_EXERCISE INSTRUCTIONS:_
Only one stretch of the listing below is wanted. Begin at the line that has "pole, one line per instance.", stop after the line that has "mortarboard, one line per instance.", and repeat every line in between exactly.

RECORDED DATA START

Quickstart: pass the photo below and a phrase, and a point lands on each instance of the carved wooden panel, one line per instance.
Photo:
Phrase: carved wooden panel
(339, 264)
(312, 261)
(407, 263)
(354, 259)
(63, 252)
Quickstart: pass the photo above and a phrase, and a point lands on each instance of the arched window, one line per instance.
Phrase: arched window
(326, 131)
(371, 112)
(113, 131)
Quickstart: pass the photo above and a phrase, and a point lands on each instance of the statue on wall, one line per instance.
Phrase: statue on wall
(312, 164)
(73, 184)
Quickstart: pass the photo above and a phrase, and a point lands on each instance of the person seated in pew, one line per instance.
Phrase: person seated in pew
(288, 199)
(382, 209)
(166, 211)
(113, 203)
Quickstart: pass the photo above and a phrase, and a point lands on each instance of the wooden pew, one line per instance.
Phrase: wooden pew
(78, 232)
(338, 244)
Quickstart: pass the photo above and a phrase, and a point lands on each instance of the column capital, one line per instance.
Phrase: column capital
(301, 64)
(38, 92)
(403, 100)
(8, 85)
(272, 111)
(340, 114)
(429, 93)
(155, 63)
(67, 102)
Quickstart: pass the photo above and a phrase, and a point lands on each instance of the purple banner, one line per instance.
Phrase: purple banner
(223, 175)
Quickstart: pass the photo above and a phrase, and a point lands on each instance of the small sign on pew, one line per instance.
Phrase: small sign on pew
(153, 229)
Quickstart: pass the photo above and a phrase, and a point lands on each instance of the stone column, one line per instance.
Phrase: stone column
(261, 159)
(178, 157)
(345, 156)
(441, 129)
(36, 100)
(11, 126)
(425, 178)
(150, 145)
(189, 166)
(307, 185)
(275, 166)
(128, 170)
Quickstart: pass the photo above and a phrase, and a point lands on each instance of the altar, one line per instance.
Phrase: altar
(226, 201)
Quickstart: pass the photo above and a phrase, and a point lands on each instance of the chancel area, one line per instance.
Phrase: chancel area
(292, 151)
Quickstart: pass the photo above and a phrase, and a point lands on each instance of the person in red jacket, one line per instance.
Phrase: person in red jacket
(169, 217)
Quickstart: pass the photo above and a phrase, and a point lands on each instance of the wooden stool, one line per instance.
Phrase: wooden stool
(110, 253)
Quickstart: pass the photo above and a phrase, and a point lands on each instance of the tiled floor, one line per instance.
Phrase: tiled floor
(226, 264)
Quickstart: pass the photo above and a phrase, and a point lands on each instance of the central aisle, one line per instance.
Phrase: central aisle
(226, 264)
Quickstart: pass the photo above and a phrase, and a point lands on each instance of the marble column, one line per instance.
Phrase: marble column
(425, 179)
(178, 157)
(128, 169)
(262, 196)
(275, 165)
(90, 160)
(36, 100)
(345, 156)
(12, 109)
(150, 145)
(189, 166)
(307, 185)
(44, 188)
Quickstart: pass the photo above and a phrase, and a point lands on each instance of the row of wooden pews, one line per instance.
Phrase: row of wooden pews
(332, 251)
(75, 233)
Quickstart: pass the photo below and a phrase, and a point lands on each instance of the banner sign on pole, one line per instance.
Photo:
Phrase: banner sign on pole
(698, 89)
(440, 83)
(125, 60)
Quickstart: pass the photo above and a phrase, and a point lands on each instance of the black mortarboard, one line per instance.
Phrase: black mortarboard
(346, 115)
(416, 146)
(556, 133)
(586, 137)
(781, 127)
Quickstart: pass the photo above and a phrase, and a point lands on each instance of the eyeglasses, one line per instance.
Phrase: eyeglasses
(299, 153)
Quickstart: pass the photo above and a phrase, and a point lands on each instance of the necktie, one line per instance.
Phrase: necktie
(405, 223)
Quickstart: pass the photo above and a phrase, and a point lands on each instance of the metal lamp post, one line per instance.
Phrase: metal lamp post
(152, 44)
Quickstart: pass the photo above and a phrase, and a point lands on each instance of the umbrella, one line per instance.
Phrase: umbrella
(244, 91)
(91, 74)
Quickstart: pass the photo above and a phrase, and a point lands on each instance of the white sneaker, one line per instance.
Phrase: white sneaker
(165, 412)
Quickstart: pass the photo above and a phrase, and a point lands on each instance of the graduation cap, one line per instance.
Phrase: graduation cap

RECORDED DATA END

_TASK ANSWER:_
Quickstart: pass the photo below and a phrase, and a point lands on each instance of the banner sign on pole, one line per instance.
Photo:
Phrase: banner sign on pole
(698, 89)
(440, 83)
(125, 60)
Quickstart: pass the photo above and a phrase, and a point lands on each instance of the black mortarboard, one line per instance.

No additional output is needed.